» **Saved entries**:
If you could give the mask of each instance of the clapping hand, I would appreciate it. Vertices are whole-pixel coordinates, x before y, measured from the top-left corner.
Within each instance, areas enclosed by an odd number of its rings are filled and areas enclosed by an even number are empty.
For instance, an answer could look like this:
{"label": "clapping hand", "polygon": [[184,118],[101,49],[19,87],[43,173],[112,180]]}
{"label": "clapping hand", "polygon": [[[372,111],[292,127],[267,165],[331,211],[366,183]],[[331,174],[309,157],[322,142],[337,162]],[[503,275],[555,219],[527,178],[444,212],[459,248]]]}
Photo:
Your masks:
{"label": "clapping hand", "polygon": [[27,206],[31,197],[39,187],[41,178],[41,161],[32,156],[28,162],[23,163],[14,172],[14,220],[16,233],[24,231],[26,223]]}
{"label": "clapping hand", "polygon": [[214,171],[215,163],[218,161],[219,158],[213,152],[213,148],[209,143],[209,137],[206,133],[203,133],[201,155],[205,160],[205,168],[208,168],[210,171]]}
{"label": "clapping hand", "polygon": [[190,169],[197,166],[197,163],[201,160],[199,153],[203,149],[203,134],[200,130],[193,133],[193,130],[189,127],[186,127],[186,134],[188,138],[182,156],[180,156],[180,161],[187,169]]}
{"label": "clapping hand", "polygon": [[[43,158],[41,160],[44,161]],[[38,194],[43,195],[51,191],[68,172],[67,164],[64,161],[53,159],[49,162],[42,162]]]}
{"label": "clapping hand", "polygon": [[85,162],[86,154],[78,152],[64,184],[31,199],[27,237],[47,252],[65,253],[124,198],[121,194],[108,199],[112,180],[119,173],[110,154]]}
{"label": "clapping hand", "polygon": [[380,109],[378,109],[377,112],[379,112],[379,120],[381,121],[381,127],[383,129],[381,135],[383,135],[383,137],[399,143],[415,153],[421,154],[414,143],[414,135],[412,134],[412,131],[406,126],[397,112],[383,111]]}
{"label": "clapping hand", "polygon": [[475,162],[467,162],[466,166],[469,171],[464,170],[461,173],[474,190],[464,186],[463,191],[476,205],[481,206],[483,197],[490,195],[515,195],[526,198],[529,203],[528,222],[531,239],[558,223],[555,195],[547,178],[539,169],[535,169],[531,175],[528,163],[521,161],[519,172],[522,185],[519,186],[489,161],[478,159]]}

» **AIM OF THE EXERCISE**: All of the data above should be reproduced word for word.

» **EXERCISE RESPONSE**:
If you could give the mask of each instance of the clapping hand, I would appreciate it. Vertices are whole-pixel coordinates, x before y, measured from the top-left corner.
Within each instance, areas enclosed by an odd number of its rings are filled and areas enclosed by an even number are empty.
For instance, an answer could look like this:
{"label": "clapping hand", "polygon": [[184,118],[101,49],[19,87],[43,173],[112,180]]}
{"label": "clapping hand", "polygon": [[[372,111],[292,127],[267,165],[331,211],[366,183]],[[331,174],[309,157],[322,142],[337,162]],[[503,275],[555,219],[527,178],[444,212],[459,248]]]}
Photo:
Your masks:
{"label": "clapping hand", "polygon": [[27,206],[31,197],[39,187],[41,178],[41,161],[32,156],[28,162],[23,163],[14,172],[14,220],[16,233],[24,231],[26,223]]}
{"label": "clapping hand", "polygon": [[214,171],[215,163],[218,161],[219,158],[213,152],[213,148],[209,143],[209,137],[206,133],[203,133],[201,155],[205,160],[205,168],[208,168],[210,171]]}
{"label": "clapping hand", "polygon": [[190,169],[197,166],[197,163],[201,160],[199,153],[203,149],[203,134],[200,130],[193,133],[193,130],[189,127],[186,127],[186,134],[188,138],[182,156],[180,156],[180,161],[187,169]]}
{"label": "clapping hand", "polygon": [[[43,158],[41,160],[44,161]],[[38,194],[43,195],[51,191],[68,172],[67,164],[64,161],[53,159],[49,162],[42,162]]]}
{"label": "clapping hand", "polygon": [[85,162],[86,154],[78,152],[64,184],[31,199],[27,237],[47,252],[65,253],[124,198],[121,194],[108,199],[112,180],[119,173],[110,154]]}
{"label": "clapping hand", "polygon": [[380,109],[378,109],[377,112],[379,112],[379,120],[381,121],[381,127],[383,129],[381,135],[383,135],[383,137],[399,143],[415,153],[421,154],[414,143],[414,135],[412,134],[412,131],[406,126],[397,112],[383,111]]}
{"label": "clapping hand", "polygon": [[475,162],[467,162],[466,166],[469,171],[464,170],[461,173],[474,190],[464,186],[463,191],[476,205],[481,206],[483,197],[490,195],[515,195],[526,198],[529,203],[528,222],[531,239],[558,223],[555,195],[547,178],[539,169],[535,169],[531,175],[528,163],[521,161],[519,172],[522,185],[519,186],[489,161],[478,159]]}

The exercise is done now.